The request: Write the next part of the forum thread about the T-shirt seller, starting right after its last sentence.

Text excerpt:
--- --- ---

This is super insightful, and shouldn't be missed here. For them to stay
successful for 17 years amongst a 5-10 year age group, they would need to
completely refresh their customer base 2-3 times. That type of cultural
relevancy is extremely hard, as anyone watching FB/Instagram vs Twitter vs
Snap can attest.

------
Freak_NL
I wonder if they lost a lot of non-US/Canada customers (like me) when they
changed their printing set-up. You used to be able to buy a couple of T-shirts
and have them shipped as one batch, so shipping and handling fees were
reasonable when you ordered three T-shirts at once. I've gotten a good number
of shirts from them this way.

A few years ago I tried ordering a few T-shirts again, but didn't get past the
final order screen because custom-printed using Direct-to-Garment T-shirts had
varying processing times, so I would have had to pay shipping fees for each
separate T-shirt. That may be fine for domestic shipping (and Canada), but it
quickly turns the deal unappealingly expensive anywhere else.

--- --- ---

Records shown:

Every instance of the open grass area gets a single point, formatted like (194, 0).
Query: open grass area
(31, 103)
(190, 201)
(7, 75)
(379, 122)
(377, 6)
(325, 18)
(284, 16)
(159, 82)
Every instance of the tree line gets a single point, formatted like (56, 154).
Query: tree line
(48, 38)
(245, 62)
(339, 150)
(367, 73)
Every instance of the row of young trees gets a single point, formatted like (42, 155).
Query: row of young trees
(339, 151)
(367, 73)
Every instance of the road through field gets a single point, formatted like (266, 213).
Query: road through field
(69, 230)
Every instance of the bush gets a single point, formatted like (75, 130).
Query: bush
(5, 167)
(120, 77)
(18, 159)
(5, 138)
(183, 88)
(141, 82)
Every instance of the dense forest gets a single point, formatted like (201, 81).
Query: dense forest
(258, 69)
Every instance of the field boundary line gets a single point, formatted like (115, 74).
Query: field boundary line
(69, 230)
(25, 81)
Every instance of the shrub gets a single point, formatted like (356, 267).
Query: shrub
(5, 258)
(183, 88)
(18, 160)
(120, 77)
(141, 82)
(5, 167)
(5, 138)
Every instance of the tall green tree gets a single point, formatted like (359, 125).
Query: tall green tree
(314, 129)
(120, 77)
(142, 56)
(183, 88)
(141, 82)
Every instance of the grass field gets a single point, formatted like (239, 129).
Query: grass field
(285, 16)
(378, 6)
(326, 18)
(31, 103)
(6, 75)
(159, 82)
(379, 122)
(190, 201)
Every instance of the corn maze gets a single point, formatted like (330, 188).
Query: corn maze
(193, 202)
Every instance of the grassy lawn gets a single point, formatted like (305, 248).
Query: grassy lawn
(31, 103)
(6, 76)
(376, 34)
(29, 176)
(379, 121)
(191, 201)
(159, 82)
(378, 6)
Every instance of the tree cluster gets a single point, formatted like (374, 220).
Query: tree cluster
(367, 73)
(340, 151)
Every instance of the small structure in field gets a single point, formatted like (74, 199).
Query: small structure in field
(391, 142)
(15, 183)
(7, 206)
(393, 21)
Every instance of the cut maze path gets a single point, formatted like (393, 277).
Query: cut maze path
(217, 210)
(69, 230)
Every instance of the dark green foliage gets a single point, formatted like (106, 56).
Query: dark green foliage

--- --- ---

Exercise result:
------
dkarl
_Threadless announced Artist Shops in 2015 and rolled them out to Threadless’s
general community in early 2016. Artist Shops, still in existence, allow
designers to sell items printed with any design (allowed by Threadless’s terms
and conditions) directly to customers and receive royalties on each sale....

The shift to a more equitable royalties and rights model removed the
gamification elements of Threadless that made the site so addictive to some
designers and users... many designers said that the windfall $2,500 prize for
winning the weekly design competition was preferable to them and they lost the
motivation to submit designs due to the change. _

That's a pretty dark lesson in human nature. If you give somebody nothing,
they'll judge you by the big payoff you gave to someone else. If you give them
a little more than nothing, they'll judge you by that. Better to give a few
people a lot and give the rest nothing but dreams so everyone will always see
you in a positive light.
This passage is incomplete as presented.